## [Required action]
Rename "rough mask" to "coarse mask" in the material, starting at its first line and stopping after the line that has "box: [602, 293, 963, 720]". Reproduce those lines with only that change.

[Entries taken from a collection]
==========

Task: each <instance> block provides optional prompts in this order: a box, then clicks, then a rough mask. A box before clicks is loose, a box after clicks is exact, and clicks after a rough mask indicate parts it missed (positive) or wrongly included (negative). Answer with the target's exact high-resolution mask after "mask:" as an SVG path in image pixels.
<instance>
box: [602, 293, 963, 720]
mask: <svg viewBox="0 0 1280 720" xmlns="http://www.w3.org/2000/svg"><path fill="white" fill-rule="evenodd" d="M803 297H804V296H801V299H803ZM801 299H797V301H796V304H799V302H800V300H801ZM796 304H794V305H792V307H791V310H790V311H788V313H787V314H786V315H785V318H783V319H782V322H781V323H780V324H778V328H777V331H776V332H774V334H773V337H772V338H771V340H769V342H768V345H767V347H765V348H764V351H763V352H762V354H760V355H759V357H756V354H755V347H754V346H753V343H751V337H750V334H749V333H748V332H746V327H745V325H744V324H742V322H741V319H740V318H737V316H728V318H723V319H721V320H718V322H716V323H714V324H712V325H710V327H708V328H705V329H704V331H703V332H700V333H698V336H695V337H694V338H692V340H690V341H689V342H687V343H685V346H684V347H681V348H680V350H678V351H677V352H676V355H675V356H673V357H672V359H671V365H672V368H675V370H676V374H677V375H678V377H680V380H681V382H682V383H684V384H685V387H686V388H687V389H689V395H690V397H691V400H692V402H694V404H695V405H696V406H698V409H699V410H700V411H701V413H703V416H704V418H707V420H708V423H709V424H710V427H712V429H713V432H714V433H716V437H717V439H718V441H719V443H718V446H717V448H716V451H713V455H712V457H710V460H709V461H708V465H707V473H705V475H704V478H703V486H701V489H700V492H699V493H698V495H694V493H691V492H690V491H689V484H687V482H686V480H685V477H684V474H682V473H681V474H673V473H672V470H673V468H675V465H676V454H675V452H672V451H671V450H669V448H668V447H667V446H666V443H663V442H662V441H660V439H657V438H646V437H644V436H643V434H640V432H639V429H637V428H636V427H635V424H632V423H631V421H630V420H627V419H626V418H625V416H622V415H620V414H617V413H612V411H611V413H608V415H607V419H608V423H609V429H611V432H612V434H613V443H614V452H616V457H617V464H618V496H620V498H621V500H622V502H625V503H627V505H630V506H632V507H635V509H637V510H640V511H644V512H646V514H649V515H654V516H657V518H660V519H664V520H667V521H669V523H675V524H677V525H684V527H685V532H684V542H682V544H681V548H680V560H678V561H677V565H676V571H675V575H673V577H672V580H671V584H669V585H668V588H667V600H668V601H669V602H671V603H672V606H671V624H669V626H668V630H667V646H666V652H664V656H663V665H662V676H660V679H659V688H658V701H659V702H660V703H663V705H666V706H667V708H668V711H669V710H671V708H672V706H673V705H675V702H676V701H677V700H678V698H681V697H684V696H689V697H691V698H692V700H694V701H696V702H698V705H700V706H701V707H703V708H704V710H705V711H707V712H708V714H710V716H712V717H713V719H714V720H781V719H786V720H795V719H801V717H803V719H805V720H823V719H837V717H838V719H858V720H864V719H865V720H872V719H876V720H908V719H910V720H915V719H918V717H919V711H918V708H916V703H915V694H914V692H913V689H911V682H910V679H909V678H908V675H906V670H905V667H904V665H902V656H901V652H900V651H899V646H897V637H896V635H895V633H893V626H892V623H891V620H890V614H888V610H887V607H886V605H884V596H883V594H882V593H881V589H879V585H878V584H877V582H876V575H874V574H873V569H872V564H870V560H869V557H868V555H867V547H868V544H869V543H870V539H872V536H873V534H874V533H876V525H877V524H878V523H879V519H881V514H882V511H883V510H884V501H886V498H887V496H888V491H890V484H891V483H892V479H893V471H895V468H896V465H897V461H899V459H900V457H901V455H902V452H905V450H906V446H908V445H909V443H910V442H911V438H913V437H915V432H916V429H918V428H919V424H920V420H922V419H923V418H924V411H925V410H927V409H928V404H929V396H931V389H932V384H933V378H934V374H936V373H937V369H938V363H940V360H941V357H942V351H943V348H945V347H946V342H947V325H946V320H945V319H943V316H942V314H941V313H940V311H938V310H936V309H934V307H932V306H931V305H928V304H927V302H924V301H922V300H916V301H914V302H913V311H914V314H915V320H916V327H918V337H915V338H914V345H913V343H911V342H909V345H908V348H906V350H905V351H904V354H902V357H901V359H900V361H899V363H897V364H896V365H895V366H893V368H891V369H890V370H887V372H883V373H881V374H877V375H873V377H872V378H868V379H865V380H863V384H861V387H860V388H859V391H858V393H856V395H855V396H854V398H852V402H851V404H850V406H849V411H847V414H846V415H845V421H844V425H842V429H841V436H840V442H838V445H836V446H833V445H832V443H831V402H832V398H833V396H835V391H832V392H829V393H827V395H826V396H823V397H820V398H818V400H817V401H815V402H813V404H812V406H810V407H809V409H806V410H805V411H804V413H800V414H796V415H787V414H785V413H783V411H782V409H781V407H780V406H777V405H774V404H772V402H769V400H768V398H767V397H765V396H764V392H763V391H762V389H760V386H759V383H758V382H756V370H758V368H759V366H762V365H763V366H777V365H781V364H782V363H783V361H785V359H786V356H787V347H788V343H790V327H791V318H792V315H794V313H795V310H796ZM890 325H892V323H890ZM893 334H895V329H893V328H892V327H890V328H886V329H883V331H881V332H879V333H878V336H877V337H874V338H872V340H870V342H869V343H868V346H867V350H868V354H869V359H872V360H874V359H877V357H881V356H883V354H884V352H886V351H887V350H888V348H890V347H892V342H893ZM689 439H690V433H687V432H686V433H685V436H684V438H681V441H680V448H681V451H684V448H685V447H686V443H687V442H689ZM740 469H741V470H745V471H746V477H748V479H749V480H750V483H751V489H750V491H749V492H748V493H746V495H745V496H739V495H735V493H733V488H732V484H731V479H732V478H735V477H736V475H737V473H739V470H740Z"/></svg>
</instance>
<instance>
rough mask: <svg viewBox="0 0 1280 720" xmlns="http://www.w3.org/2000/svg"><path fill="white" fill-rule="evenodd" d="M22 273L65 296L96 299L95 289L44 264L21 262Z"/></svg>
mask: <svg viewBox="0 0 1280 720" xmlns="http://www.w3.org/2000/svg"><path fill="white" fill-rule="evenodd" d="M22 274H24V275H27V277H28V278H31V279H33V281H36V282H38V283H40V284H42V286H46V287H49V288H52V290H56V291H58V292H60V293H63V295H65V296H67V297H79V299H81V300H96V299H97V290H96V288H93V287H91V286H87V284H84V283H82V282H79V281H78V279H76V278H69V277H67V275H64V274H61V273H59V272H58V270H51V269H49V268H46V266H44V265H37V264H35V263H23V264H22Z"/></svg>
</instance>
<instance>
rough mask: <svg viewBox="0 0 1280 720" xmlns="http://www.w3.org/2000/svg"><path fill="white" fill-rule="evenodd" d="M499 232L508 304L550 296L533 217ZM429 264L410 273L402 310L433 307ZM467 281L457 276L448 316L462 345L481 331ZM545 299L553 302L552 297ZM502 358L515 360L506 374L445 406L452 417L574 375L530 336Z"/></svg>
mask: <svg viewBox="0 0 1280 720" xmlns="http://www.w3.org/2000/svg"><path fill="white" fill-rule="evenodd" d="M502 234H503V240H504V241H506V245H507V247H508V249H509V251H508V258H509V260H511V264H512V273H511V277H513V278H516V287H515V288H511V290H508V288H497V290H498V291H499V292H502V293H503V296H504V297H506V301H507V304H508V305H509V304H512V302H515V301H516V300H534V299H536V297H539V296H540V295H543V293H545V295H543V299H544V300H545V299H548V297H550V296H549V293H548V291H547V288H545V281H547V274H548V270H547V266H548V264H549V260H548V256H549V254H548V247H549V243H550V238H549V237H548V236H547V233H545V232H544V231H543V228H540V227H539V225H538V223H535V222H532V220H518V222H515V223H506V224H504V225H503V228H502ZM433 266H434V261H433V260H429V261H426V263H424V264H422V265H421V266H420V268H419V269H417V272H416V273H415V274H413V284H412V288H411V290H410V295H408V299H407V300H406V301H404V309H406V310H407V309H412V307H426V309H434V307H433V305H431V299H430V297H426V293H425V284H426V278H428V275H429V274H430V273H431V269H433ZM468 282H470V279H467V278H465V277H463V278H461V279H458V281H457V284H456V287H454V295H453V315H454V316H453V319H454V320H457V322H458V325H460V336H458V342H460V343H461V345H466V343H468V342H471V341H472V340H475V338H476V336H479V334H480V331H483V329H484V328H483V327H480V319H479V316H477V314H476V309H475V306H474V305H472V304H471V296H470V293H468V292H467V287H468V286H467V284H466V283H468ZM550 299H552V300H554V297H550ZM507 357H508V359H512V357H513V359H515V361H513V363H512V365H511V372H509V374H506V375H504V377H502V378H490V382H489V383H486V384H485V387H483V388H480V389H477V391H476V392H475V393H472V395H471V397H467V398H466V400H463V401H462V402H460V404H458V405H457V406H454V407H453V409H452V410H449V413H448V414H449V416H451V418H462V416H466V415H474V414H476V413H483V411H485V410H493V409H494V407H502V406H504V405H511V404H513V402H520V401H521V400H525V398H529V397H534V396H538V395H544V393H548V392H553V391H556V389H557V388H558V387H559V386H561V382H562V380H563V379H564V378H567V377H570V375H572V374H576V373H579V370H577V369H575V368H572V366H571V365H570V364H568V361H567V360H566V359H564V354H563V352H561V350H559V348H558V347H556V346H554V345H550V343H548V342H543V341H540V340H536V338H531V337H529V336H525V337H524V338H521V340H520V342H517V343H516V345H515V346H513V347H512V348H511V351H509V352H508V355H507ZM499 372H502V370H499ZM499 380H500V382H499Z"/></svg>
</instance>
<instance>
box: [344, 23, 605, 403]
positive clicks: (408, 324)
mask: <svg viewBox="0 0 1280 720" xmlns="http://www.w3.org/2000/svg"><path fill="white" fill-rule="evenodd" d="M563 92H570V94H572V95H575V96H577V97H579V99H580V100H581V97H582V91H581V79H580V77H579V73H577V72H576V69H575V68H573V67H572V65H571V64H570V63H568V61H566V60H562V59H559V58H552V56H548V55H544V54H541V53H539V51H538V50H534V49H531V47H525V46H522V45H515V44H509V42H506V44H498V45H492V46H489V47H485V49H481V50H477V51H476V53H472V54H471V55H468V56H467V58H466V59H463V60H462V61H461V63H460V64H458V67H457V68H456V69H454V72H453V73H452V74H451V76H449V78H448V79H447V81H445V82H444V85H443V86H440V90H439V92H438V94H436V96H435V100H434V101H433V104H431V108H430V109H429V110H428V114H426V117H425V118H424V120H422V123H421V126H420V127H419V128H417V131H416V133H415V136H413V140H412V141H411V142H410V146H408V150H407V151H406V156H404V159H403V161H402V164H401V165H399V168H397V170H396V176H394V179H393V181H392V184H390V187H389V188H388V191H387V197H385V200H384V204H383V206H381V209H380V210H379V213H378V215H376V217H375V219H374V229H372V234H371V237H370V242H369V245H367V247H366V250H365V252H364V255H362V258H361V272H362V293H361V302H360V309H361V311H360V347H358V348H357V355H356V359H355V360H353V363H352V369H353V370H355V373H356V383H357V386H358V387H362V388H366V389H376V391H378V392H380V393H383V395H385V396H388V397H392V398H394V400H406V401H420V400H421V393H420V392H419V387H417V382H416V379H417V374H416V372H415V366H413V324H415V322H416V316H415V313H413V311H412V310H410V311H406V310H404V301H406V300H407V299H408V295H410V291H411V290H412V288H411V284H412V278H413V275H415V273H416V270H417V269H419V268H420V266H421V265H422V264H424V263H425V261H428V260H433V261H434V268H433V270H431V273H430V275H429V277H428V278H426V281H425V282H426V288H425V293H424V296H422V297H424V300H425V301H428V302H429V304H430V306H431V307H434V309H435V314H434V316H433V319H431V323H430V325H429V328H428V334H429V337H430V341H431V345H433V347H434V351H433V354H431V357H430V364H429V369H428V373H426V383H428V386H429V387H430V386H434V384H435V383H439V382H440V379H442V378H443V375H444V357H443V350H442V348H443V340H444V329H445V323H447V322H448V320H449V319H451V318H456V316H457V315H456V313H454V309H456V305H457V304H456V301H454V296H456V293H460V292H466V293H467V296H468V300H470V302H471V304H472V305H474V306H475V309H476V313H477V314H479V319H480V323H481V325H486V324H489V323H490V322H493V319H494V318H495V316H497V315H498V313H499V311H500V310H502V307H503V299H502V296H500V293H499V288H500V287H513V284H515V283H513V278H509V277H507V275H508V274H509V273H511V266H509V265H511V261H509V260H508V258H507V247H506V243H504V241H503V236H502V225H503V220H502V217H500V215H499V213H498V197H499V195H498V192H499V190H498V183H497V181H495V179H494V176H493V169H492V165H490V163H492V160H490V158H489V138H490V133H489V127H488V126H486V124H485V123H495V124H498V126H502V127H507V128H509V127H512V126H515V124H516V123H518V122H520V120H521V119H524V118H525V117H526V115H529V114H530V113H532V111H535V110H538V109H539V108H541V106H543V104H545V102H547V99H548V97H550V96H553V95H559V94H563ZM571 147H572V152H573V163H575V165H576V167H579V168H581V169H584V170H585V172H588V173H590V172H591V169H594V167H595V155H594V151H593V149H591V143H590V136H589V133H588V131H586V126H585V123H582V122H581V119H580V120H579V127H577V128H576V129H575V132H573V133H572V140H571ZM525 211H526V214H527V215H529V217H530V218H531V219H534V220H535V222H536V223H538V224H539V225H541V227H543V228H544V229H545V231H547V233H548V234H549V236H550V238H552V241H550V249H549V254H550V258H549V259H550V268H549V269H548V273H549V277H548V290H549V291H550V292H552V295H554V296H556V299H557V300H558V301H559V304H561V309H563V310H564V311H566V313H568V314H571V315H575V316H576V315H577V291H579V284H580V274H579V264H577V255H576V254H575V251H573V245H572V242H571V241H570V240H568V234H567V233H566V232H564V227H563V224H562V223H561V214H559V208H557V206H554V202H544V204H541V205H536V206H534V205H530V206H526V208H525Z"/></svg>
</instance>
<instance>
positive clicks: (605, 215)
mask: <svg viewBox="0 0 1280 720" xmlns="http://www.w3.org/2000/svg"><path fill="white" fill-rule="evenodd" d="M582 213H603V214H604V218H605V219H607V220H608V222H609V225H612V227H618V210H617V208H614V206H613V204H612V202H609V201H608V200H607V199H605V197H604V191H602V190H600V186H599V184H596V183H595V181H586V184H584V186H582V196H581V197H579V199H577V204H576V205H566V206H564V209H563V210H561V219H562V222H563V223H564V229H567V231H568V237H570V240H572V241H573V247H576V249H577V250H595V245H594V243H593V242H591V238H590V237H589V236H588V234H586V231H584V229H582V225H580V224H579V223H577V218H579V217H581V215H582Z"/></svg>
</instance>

==========

## [Solution to this task]
Task: each <instance> block provides optional prompts in this order: a box, then clicks, then a coarse mask. A box before clicks is loose, a box after clicks is exact, and clicks after a coarse mask indicate parts it missed (positive) or wrongly included (negative). Answer with the target's exact high-resolution mask after "mask:" as an SVG path in image pixels.
<instance>
box: [602, 293, 963, 720]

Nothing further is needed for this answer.